### DATA LISTING ###

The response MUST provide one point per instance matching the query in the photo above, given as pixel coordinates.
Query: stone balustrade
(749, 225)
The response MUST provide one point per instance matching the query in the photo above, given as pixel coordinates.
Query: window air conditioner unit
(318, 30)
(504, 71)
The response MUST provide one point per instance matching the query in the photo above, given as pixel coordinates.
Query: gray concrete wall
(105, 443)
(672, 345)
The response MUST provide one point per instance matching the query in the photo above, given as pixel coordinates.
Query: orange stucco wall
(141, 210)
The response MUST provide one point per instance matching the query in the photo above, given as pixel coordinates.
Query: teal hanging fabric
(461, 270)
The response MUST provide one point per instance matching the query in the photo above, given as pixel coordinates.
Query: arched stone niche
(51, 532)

###
### DATA LISTING ###

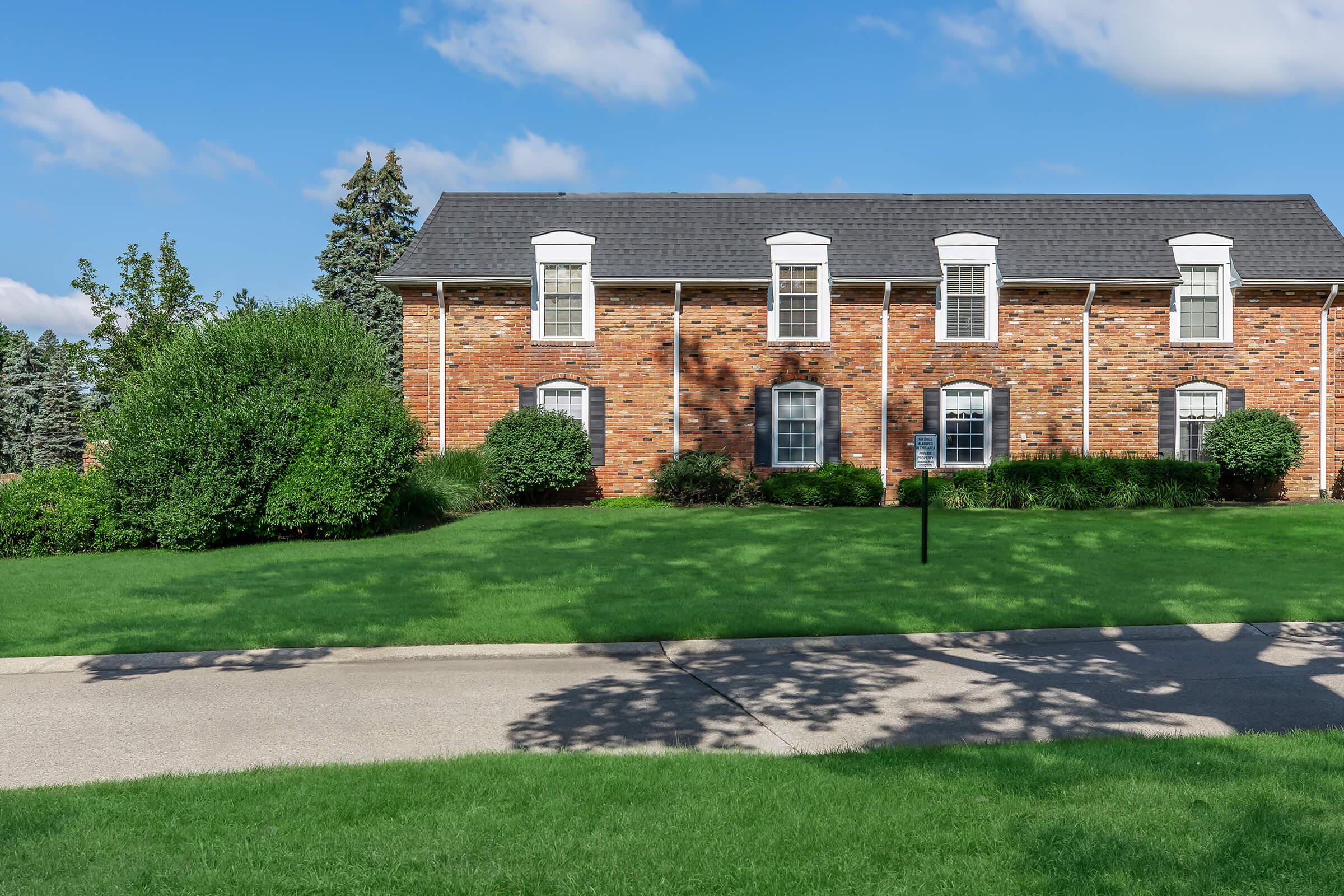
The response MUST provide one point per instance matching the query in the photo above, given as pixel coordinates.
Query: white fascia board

###
### DATA LISTING ###

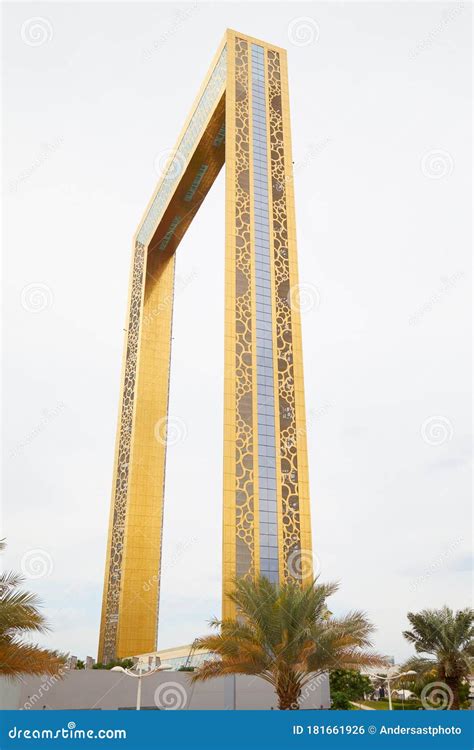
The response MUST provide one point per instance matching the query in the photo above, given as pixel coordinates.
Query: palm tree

###

> **AIM OF THE TASK**
Locate every line in the entries above that contains the string "stone" and copy each one in full.

> **EXERCISE RESPONSE**
Query: stone balustrade
Query: arched stone niche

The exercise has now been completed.